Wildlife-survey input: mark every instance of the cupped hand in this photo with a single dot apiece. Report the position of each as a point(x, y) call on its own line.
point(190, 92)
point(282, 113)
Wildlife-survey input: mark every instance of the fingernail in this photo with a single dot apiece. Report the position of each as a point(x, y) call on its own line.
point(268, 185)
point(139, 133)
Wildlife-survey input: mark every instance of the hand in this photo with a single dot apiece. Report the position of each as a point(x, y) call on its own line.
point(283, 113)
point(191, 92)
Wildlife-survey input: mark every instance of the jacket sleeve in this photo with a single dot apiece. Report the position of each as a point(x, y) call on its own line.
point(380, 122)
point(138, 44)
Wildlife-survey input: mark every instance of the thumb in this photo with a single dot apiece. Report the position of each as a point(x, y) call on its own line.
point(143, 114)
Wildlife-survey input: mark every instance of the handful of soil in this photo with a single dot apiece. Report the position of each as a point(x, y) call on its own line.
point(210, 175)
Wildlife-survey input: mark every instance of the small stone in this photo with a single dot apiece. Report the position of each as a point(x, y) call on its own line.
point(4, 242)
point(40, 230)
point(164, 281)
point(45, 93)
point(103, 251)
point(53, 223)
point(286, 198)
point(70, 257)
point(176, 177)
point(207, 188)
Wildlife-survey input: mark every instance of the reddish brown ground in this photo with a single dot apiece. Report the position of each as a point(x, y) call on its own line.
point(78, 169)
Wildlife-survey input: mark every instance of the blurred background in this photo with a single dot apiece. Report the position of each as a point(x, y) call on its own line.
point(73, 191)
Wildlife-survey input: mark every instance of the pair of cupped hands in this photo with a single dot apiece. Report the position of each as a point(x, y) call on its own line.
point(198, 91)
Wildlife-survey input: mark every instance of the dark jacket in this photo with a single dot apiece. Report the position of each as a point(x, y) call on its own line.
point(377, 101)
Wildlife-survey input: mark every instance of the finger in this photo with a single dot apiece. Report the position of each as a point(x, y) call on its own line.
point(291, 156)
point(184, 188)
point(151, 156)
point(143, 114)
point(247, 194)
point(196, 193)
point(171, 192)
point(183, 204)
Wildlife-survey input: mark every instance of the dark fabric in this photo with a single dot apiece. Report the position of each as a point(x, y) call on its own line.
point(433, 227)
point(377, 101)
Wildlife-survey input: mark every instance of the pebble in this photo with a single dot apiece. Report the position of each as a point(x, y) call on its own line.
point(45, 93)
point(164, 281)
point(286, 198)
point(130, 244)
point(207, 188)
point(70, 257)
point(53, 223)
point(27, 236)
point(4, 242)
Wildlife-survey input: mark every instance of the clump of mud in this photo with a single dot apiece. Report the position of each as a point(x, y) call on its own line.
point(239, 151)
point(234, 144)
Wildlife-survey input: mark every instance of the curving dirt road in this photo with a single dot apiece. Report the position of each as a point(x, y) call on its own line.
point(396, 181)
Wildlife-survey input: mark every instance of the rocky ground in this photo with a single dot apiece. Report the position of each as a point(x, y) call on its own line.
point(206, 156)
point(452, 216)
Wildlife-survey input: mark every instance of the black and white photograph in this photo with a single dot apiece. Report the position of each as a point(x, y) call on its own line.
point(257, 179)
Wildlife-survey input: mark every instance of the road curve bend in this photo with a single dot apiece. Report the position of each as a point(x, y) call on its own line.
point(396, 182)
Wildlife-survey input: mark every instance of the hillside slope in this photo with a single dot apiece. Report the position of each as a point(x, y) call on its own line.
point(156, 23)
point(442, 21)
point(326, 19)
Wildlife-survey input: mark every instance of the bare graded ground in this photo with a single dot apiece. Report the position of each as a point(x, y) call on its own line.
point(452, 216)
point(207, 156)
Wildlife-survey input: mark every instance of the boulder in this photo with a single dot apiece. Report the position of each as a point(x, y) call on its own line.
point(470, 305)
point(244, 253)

▸ The task
Which lines run from the one containing "Wildlife-survey input: mark every instance of the boulder" to the end of the entries above? Quote exactly those, and only those.

▸ Final answer
Wildlife-survey input: mark every instance of the boulder in this photo with a single dot apiece. Report the position of each as a point(x, y) call on its own line.
point(470, 305)
point(244, 253)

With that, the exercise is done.